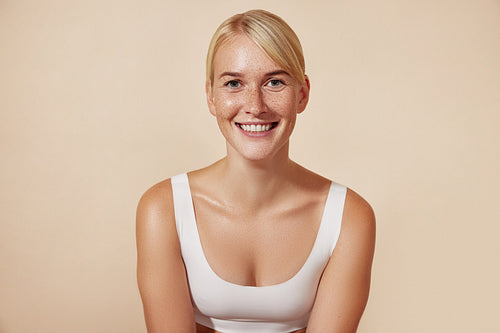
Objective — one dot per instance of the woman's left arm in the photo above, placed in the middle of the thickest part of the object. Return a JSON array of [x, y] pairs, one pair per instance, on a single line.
[[345, 284]]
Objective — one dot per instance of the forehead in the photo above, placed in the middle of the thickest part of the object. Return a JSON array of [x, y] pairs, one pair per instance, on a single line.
[[241, 54]]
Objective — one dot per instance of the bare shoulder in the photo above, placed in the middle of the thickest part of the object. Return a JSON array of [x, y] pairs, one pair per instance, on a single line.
[[155, 215], [156, 200], [358, 215]]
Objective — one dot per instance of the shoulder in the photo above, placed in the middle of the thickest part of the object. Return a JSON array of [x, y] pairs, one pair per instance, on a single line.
[[358, 221], [157, 197], [155, 211]]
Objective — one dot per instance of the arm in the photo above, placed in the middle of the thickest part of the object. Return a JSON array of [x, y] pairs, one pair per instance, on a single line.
[[345, 284], [160, 270]]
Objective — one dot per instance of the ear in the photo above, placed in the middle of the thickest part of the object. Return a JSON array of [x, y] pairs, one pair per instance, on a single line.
[[210, 97], [304, 95]]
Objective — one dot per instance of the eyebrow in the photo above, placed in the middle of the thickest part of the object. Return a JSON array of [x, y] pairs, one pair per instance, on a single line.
[[236, 74]]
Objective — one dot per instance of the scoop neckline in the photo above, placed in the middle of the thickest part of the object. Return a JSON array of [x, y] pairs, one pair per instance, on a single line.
[[275, 285]]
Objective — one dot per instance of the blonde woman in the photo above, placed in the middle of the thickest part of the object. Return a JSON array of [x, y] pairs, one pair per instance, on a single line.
[[254, 242]]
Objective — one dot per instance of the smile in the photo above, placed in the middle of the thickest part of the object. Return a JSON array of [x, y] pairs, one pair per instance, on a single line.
[[256, 128]]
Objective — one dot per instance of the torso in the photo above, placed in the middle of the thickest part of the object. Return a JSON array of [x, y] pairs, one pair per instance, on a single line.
[[241, 246], [203, 329]]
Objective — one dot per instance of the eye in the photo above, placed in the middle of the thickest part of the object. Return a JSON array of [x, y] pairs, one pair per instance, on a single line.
[[275, 83], [233, 84]]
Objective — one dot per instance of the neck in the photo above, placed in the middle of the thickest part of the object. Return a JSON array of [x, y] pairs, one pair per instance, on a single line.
[[256, 184]]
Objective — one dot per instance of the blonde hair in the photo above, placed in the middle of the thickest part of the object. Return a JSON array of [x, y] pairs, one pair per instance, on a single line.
[[270, 32]]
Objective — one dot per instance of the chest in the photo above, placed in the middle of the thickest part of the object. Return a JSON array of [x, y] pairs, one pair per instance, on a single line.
[[257, 248]]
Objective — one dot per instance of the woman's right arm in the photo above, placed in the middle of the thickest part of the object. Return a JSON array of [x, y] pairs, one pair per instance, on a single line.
[[161, 274]]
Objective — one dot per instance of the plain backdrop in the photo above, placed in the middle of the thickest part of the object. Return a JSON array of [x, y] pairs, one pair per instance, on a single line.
[[99, 100]]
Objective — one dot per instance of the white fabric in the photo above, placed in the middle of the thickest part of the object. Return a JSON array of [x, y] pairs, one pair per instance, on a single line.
[[228, 307]]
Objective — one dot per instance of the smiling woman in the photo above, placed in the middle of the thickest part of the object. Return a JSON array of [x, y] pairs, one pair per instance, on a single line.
[[254, 242]]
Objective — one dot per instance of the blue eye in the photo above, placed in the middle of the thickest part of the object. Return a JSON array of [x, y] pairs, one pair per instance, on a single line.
[[233, 84], [275, 83]]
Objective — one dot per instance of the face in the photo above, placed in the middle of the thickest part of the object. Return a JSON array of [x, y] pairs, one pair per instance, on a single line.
[[254, 100]]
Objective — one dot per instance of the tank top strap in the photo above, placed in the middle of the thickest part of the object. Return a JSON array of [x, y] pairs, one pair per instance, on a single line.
[[332, 219], [183, 206]]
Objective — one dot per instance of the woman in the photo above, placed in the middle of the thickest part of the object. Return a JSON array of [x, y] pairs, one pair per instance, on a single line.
[[254, 242]]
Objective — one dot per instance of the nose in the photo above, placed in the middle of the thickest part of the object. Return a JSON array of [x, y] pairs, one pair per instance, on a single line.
[[254, 101]]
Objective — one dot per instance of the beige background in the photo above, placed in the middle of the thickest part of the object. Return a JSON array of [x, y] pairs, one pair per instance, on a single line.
[[101, 99]]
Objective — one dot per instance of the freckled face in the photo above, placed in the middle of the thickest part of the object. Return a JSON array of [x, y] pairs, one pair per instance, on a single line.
[[254, 100]]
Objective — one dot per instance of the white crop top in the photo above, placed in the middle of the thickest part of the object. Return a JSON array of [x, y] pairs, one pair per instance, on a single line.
[[229, 307]]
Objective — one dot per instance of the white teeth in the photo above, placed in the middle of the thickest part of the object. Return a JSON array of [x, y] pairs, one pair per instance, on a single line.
[[255, 128]]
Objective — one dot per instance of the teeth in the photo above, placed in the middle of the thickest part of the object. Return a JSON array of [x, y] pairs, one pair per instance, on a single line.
[[255, 128]]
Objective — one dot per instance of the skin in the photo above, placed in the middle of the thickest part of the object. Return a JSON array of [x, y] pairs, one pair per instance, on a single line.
[[255, 193]]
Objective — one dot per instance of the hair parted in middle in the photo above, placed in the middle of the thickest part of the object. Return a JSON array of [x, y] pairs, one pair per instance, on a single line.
[[270, 32]]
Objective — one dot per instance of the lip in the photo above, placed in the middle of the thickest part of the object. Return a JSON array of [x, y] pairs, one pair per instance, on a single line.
[[256, 134]]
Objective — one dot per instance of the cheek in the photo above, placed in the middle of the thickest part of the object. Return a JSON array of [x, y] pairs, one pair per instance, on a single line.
[[226, 106]]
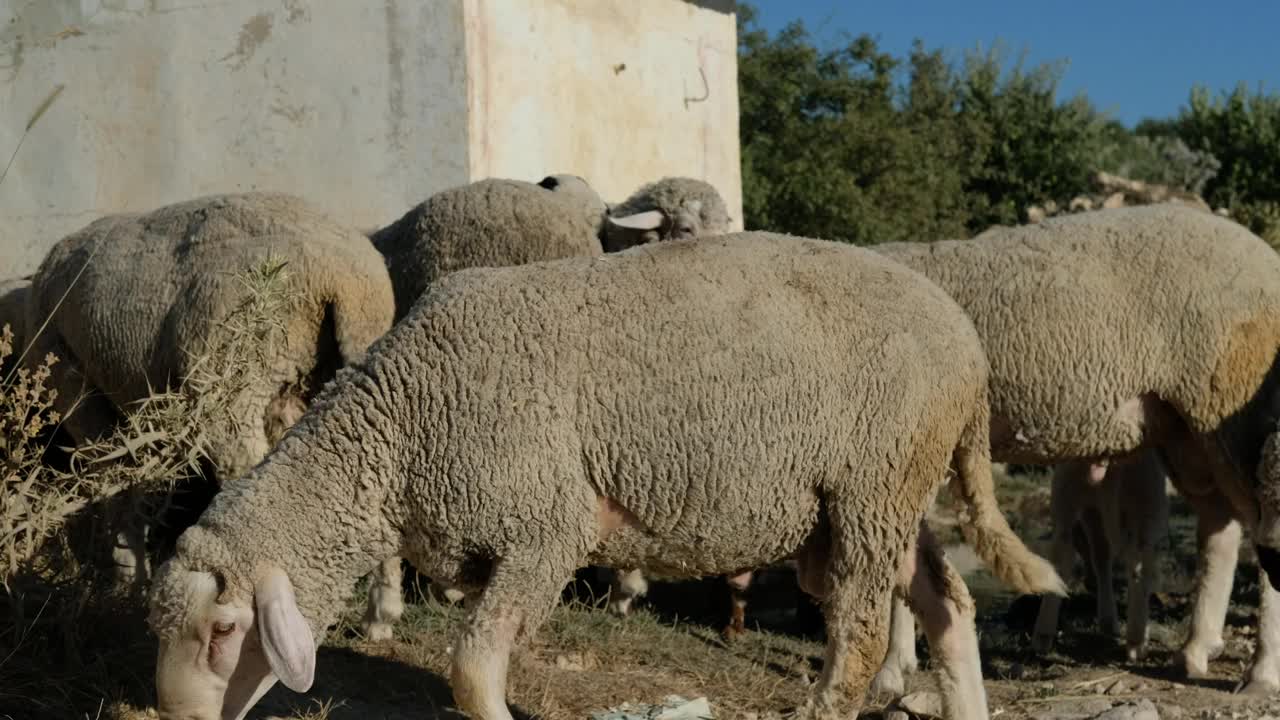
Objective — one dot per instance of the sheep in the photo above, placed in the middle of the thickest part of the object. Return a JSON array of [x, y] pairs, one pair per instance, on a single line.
[[693, 408], [1121, 506], [1130, 328], [492, 222], [508, 222], [672, 208], [132, 297]]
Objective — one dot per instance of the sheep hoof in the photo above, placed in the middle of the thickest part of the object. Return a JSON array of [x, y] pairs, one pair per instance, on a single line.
[[1258, 688], [732, 633], [1042, 643], [378, 632], [1137, 654], [888, 682]]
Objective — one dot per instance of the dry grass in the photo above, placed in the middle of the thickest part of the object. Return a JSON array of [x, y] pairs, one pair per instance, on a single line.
[[74, 646]]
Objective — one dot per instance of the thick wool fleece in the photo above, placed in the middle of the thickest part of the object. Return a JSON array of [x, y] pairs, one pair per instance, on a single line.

#### [Work to be completed]
Retype the whole listing above word for word, leaving out the pictures.

#### [Task answer]
Objective — one dot per instance of the woman's left arm in the photo above, placed in the middle of the thickest part of the object. Return a JSON array of [x, y] pairs, one pair per instance, on a single line.
[[345, 284]]
Objective — one dot per instance of the forehead in the photo above, placed in the middle of the thickest part of the object. Return a JSON array of [x, y] pairs, one pair per instance, on a single line.
[[241, 54]]
Objective — one dot per instance of the bare shoulder in the photo above, placed in the middle of the thickest part of the object. Return a JSON array of [x, y] pairs, one pair per instance, on a single line.
[[155, 215], [156, 200], [358, 215]]
Objective — one dot per instance of the shoulder in the photo above, placed in the middle of the thickest part of the object. Return a JSON array of [x, y] pairs, one pair per instance, on a single line.
[[358, 221], [157, 197], [155, 211]]
Objective — one dot per instance of the arm in the photo above, placed in the middle of the thickest part of the object. Return a JSON array of [x, y] pairs, one pair per instance, on a single line.
[[345, 284], [160, 270]]
Objective — one dot per instance of the ear in the photo above, placed in the middle of the thickest part of the object. Return a JSON array of [x, y] pairs, one pair per instance, on a single line.
[[210, 97], [304, 95]]
Objective — one dot per instance of the eyebrow in the photo above, placed in the middle of the thickest part of the object. Return a JSON array of [x, y] pairs, one pair per instance, on a single line.
[[236, 74]]
Objective — one dot per instance of the scoop neckline in the photo above, placed in the middle of the thickest part of the object. Return a JSON array of [x, y] pairs, one pair per instance, on a single line.
[[275, 285]]
Objective — one dot per instance of the blonde woman in the photo above, placed in the middle of the thickest part of the object. Return a JSON array of [x, y] pairs, one pair per instance, on a single line.
[[254, 242]]
Objective — one dot per instance of the smile in the photo above, placed in the middle of the thickest part of the object. Return a JSON array of [x, y] pairs, one pair per instance, on a single line.
[[256, 128]]
Objective — one dot per instance of the torso in the photo above, placed in the middle of the thickest part of the object. Return a JSON array of [x, y] pairs, one pair per instance, on a single line.
[[241, 246], [203, 329]]
Objective — one dot per instance of the eye in the photo above, placed in the middle of the thickest part of the object. Return a JSON array of [x, y] pairs, one pair per instance, on a single line.
[[275, 83], [233, 84]]
Objective — one dot per instance of the neck in the photo above, placed in the middle of the thickest part of the object. Return a JSON array of [x, y] pairs, one pair per instance, on a single line.
[[256, 184]]
Objective — one dot per instance of the blonde hair in the photo above, placed in the middle of the thickest part of the object. Return a JSON array of [x, y] pairs, one pair per instance, on a single line.
[[270, 32]]
Objective — one dot per instance of the chest in the photo above, placed in the middle of the thickest part of the object. Return a JSON array of [x, y] pairs, one pair per instance, on a single line.
[[257, 248]]
Objective — one dot per instance of the woman's right arm in the photo above, placed in the middle of the thickest part of the object. Return a JSON array of [x, y] pairs, one pair per instance, on a single line.
[[161, 274]]
Objective — one dot per instance of the plain backdrop in the photo above, placed in the middle of the thickest part of the object. Return a JSON array of [x, y] pairs, one pair per instance, on a single line.
[[99, 100]]
Objective — one dot per instance of the white fabric in the photo above, placed in the middle of the thickest part of the object. Return a JSON array of [x, y] pairs, one pair per instance, on a single line.
[[228, 307]]
Objective — one dot per instance of the smiling woman in the photo above, placed in the middle of the thickest part of the object. Return a JSON array of [x, y] pairs, one pair per instance, on a single line.
[[254, 242]]
Objective — one dot per instance of the blue eye in the photo above, placed in the middle of the thickest part of the object. Return a JSON array of [x, y] pairs, one pair per instance, on a single line.
[[233, 84], [275, 83]]
Objective — one dot per instance of the face in the photo above, placed in the middle of the thickest part of the object. Return a JSON array of [x, y] pairs, one pair per instance, on a single line.
[[254, 100]]
Objective — one dot per instance of the tank top strap in the photo above, placed in the middle of the thickest part of the object. Return a JSON array of [x, y] pairs, one pair per instance, on a single line.
[[332, 219], [183, 206]]
Objective — one dot per instance of the woman in the photo above, placed in the middle of the thickest part of the object. Return a JSON array of [x, y] pairs, one pair per instance, on a single line.
[[254, 242]]
Objective — one dot per instance of the nose in the photo above, placed in the middle of the thickest part of the object. Return a JSON array of [x, y] pairs, one pair per instance, on a single line.
[[254, 101]]
Objective — one dot per instance of the beige background in the photo above, placed in the middle of the thickest part of the object. Return a JSON array of [x, y] pairs, one pair per instance, on a single line.
[[101, 99]]
Objective — one dot per instance of the freckled face in the photo above, placed in the middle of the thickest part of the object. Return a JSON array of [x, y] pairs, one pair per instance, on a single line.
[[254, 100]]
Objective — one dot per instance of the white crop top in the photo above, placed in the middle of the thickest part of the object. Return a JSON array of [x, y] pairs, one pair per instance, on a single line.
[[229, 307]]
Objective — one dot per instance of the white teeth in the photo above, placed in the middle of the thickest part of the object. Return a JSON array of [x, y] pairs, one pair per instance, on a single line.
[[255, 128]]
Objective — one dot per instance of the teeth in the photo above, placed in the middle of the thickest part of the object. Return a JSON array of [x, y] pairs, one pair per instance, on a single line.
[[255, 128]]
Objective — one dot per instance of the skin in the photo above, placed in the middle of the thickest part of the object. Return a JSON array of [x, y] pairs, one pair per instance, on a single line.
[[255, 193]]
Objective — one dot per instance of the hair parted in middle in the photo above, placed in the middle of the thickest part of the object. Return a JSON array of [x, y] pairs, one pair per instance, on a single line.
[[270, 32]]
Objective — one dot per instance of the lip in the photo above, placed in the middle of the thickest part of the object. Return a JSON array of [x, y] pairs, one pair per instance, on a single line.
[[256, 134]]
Objective — one dot per instance of the cheek in the photo above, placed in the middle of the thickest part of the object. Return a JSON array of [x, y] pairs, one pair per instance, on a single line.
[[226, 106]]
Objective — one dot per instance of the sheep in the photo above, placed in the middle of the thickest part of the object. Return a JSON array of [x, y] pairs, one pair per instance, on a single line.
[[693, 408], [1121, 506], [1130, 328], [492, 222], [508, 222], [672, 208], [132, 297]]
Objective — one dot per instance of the sheep hoof in the photo above, placed in the middle of the thickest part of the object. Return a JSON array of [x, y] pairs, one pair per instance, on a single line.
[[1258, 688], [732, 633], [1042, 643], [378, 632], [1137, 654], [888, 682]]
Objective — one dot per instance of the dry grass in the photo above, placed in the middle of the thickest part of the object. Return a JSON array of [x, y] pairs, one pair per instance, on a single line.
[[74, 646]]
Objective — one dot per instance of the thick wool fleece in the photo above, placed in the middle of the thickest part of the object. Return a JSON array of [x, y] pairs, one pair per instance, on a single line.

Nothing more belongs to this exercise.